Exercise: Print back every record below, exactly as it stands.

>>>

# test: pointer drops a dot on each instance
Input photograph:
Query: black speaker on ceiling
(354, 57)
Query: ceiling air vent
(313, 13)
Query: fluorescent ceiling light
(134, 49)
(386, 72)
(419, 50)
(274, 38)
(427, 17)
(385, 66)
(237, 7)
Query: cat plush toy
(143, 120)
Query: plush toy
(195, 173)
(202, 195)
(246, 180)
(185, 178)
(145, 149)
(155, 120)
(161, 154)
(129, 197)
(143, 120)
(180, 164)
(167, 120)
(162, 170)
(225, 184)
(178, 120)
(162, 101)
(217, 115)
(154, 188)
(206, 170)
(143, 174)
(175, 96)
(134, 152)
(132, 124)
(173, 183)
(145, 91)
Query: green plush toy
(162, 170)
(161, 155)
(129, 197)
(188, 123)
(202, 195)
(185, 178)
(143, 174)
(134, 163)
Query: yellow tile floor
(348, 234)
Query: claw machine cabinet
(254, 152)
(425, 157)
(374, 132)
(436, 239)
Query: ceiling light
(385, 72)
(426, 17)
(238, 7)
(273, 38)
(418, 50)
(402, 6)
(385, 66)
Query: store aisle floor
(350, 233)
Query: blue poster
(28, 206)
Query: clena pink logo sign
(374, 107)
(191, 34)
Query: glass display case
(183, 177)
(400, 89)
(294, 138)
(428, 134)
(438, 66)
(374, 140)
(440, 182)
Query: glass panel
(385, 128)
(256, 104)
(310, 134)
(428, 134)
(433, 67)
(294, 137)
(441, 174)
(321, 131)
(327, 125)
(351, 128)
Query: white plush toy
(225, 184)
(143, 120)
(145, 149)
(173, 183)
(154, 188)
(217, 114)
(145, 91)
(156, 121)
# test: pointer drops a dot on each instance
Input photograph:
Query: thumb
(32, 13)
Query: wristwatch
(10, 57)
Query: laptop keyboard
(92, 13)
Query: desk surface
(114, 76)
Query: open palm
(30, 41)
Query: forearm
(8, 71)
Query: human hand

<<<

Solution below:
# test: pointer drops a dot on each instance
Input photograph:
Query: black speaker on ceiling
(354, 57)
Query: ceiling air vent
(313, 13)
Query: fluorescent ceiling light
(134, 49)
(386, 72)
(419, 50)
(274, 38)
(427, 17)
(385, 66)
(237, 7)
Query: cat plush toy
(143, 120)
Query: plush toy
(195, 173)
(202, 195)
(246, 180)
(185, 178)
(145, 149)
(155, 120)
(161, 154)
(129, 197)
(143, 120)
(180, 164)
(167, 120)
(162, 170)
(225, 184)
(178, 120)
(162, 101)
(217, 115)
(154, 188)
(206, 170)
(143, 174)
(175, 96)
(134, 152)
(132, 124)
(173, 183)
(145, 91)
Query: green plush toy
(162, 170)
(161, 155)
(129, 197)
(188, 123)
(202, 195)
(185, 178)
(143, 174)
(134, 163)
Query: yellow tile floor
(348, 234)
Query: claw machine cabinet
(254, 152)
(425, 157)
(374, 132)
(436, 239)
Query: ceiling light
(385, 72)
(426, 17)
(238, 7)
(273, 38)
(418, 50)
(402, 6)
(385, 66)
Query: store aisle floor
(350, 233)
Query: blue poster
(28, 206)
Query: clena pink logo sign
(374, 107)
(191, 34)
Query: glass display case
(183, 177)
(400, 89)
(294, 138)
(428, 134)
(438, 66)
(374, 140)
(440, 182)
Query: glass panel
(385, 128)
(256, 104)
(310, 134)
(428, 134)
(433, 67)
(294, 137)
(441, 174)
(321, 131)
(327, 125)
(351, 128)
Query: white plush toy
(225, 184)
(143, 120)
(145, 149)
(173, 183)
(154, 188)
(217, 114)
(145, 91)
(156, 121)
# test: pointer drops a dot on each instance
Input photograph:
Query: thumb
(32, 13)
Query: wristwatch
(10, 57)
Query: laptop keyboard
(92, 13)
Query: desk surface
(114, 76)
Query: open palm
(30, 41)
Query: forearm
(8, 71)
Query: human hand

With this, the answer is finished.